> Your instructions
Among the lines below, a stretch begins at the one with "Target: shadow on ground" and ends at the one with "x=489 y=961". Repeat that stretch exactly, ends included.

----- Given data -----

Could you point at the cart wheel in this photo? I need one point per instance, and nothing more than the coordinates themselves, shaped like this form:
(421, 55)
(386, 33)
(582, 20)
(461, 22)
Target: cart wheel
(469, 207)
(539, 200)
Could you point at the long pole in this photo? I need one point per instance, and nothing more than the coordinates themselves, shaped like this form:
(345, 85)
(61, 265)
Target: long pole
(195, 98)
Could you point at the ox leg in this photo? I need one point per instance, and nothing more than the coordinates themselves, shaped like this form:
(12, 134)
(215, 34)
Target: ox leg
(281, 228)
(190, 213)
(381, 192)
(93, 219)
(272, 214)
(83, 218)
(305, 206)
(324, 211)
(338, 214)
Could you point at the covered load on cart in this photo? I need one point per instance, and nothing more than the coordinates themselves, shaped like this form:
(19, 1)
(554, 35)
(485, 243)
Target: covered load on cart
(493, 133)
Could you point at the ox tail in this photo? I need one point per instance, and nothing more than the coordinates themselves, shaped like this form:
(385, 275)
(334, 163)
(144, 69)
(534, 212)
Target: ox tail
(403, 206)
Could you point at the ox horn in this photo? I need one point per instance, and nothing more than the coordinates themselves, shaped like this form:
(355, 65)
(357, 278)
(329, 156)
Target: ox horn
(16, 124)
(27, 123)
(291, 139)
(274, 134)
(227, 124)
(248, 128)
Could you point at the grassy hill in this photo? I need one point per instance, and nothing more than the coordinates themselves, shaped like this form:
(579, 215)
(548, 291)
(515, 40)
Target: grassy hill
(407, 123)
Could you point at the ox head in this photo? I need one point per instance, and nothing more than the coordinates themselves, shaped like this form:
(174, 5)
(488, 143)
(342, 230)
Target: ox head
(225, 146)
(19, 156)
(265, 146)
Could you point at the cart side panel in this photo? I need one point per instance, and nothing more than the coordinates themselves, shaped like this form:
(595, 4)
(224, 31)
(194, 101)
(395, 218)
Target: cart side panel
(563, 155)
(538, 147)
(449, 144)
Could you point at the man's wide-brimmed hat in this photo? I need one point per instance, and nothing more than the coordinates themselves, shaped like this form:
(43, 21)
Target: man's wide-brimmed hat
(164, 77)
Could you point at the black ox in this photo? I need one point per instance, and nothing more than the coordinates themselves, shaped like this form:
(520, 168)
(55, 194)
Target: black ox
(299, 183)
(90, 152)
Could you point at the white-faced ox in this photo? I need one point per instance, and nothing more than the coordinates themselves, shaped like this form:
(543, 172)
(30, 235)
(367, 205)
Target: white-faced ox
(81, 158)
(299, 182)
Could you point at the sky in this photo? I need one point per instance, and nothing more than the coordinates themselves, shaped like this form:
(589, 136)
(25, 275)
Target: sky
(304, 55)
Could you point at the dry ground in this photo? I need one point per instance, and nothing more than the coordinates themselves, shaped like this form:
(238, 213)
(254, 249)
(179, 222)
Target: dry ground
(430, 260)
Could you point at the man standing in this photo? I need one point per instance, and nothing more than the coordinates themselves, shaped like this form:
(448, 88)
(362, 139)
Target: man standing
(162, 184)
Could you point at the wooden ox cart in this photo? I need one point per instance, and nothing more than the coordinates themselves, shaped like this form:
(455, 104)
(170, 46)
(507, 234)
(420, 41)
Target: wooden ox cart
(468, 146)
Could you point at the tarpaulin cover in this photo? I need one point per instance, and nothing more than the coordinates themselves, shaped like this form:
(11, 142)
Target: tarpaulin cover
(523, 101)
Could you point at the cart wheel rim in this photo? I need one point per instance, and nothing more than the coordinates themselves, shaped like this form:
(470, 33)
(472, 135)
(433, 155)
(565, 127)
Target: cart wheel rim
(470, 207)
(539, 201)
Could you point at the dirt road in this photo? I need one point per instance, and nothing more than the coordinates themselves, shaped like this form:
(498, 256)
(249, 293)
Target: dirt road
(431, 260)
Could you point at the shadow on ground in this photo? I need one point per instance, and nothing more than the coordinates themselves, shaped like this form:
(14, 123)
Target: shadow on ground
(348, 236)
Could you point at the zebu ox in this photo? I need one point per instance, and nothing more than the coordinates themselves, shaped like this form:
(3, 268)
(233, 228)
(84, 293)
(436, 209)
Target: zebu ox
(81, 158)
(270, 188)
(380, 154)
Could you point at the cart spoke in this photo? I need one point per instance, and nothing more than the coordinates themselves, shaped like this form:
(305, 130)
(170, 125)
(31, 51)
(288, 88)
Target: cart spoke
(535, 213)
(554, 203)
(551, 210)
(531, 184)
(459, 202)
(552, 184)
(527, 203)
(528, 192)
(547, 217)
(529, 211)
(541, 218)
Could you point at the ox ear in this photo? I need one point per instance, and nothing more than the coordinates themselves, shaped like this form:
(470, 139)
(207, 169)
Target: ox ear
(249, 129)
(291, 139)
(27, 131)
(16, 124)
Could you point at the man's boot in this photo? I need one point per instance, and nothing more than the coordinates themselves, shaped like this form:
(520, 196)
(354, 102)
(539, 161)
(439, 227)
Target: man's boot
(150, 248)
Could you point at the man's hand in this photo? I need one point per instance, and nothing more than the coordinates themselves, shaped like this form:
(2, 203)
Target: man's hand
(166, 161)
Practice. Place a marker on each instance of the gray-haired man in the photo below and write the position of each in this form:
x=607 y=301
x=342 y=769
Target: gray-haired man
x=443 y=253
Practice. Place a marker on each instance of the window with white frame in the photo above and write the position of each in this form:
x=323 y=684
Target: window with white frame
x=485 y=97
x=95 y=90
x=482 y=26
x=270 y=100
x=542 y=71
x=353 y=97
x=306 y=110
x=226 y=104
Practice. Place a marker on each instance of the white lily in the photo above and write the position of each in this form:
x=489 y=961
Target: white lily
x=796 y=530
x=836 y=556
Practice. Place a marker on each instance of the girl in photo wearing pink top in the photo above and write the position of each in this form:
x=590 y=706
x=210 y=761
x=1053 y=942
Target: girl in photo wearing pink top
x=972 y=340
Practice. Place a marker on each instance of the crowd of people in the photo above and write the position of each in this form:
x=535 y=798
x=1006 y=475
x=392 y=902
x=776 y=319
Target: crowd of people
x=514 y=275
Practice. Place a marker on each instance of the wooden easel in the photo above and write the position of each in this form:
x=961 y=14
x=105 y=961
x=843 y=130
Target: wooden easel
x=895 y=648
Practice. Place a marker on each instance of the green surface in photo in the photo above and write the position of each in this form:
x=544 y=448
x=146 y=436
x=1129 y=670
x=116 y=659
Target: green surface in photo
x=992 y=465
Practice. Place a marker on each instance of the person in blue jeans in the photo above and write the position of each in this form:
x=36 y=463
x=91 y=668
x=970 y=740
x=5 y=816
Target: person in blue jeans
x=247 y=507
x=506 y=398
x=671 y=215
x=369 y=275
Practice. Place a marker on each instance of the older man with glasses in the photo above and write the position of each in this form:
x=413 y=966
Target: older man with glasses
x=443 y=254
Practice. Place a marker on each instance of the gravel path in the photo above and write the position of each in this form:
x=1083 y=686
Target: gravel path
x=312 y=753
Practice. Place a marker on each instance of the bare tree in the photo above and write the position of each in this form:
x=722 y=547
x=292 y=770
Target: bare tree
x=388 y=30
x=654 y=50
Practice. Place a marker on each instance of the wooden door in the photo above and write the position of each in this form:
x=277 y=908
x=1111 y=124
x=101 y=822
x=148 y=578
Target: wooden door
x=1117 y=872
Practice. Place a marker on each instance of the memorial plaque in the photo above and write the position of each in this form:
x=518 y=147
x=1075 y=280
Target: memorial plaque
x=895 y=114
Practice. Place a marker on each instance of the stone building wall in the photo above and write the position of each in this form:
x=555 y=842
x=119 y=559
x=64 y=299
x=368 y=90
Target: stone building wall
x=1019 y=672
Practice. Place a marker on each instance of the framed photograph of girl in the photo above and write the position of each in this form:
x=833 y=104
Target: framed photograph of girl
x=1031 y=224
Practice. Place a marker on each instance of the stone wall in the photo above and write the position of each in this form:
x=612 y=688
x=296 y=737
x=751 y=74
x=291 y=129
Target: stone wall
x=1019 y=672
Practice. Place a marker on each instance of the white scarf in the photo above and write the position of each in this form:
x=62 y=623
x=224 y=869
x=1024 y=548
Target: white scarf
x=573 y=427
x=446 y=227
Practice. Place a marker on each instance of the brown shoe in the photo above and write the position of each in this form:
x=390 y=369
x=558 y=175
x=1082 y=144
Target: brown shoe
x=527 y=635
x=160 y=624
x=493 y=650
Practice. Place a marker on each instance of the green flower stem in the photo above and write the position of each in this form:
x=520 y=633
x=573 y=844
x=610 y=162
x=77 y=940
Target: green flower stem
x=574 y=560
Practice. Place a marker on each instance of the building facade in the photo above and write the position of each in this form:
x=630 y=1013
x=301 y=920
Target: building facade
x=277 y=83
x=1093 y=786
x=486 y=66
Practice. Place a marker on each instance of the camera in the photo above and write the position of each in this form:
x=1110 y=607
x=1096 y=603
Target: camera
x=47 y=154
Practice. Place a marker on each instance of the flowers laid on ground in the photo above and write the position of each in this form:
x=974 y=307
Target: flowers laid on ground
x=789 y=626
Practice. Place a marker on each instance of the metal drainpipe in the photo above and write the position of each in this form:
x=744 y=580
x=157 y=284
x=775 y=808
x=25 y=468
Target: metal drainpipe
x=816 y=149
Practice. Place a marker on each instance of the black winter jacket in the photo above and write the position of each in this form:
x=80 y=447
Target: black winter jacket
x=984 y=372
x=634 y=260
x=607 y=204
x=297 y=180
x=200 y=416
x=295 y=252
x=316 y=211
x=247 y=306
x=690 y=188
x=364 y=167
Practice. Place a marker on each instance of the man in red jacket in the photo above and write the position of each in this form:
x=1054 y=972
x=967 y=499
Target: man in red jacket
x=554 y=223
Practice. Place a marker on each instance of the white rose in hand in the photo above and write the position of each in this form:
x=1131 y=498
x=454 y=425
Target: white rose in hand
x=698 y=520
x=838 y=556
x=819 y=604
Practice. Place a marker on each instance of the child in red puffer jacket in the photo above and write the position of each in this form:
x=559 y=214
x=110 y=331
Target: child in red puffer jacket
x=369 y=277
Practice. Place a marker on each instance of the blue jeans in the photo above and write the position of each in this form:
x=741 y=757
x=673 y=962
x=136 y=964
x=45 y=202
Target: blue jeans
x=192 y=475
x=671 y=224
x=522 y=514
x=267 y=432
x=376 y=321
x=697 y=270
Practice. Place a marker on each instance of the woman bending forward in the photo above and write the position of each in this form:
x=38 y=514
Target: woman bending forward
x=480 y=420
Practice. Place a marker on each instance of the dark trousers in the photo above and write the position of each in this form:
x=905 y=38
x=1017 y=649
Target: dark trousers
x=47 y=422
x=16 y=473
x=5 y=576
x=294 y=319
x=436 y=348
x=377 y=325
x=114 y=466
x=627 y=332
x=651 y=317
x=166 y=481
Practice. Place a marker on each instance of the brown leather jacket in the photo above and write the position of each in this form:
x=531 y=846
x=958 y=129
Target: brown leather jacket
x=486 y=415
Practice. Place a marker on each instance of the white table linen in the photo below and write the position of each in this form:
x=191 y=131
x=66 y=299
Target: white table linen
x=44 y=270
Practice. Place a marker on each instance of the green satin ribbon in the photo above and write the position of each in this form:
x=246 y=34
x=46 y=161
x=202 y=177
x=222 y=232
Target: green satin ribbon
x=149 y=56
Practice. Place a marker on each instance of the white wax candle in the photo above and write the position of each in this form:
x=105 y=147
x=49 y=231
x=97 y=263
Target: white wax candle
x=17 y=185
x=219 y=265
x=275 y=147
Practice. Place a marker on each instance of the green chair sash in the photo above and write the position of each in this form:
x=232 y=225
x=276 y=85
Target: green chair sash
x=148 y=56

-----

> Written answer
Target: shadow on ground
(348, 236)
Could you point at the zebu ox in this photo? I need one point per instance, and nothing more than the coordinates themselves, shaped like this form:
(3, 268)
(233, 228)
(84, 293)
(436, 209)
Target: zebu ox
(81, 158)
(270, 188)
(380, 154)
Could you point at the cart spoke in this photo? I need one point per instance, and nothing more than the coordinates themselves, shaped like this form:
(305, 130)
(170, 125)
(31, 51)
(288, 88)
Target: cart spoke
(535, 213)
(554, 203)
(551, 210)
(531, 184)
(459, 202)
(552, 184)
(527, 203)
(528, 192)
(547, 217)
(529, 211)
(541, 218)
Could you point at the ox ear in this photo? I need one point per instance, and nothing more than the coordinates themselves, shaped like this form:
(470, 139)
(207, 169)
Target: ox ear
(249, 129)
(291, 139)
(27, 131)
(16, 124)
Could you point at the man's boot in this photo? I need one point per instance, and nothing more than the coordinates themselves, shaped like this form:
(520, 196)
(354, 102)
(539, 161)
(439, 227)
Target: man's boot
(150, 248)
Could you point at the man's hand in this photo? I need one point per instance, and nothing more than the coordinates themselves, shaped like this form:
(2, 203)
Target: man's hand
(166, 161)
Practice. Place a marker on each instance of the gray-haired man in the photo below and write the position of each in this form:
x=607 y=301
x=342 y=769
Target: gray-haired man
x=443 y=253
Practice. Place a marker on each instance of the window with white frame in the photo above and write the position of each in this form:
x=323 y=684
Target: window with white frame
x=485 y=97
x=95 y=90
x=482 y=26
x=270 y=100
x=542 y=71
x=353 y=97
x=306 y=110
x=226 y=104
Practice. Place a marker on each instance of the white lily in the photo above and write the position of each in this form:
x=489 y=961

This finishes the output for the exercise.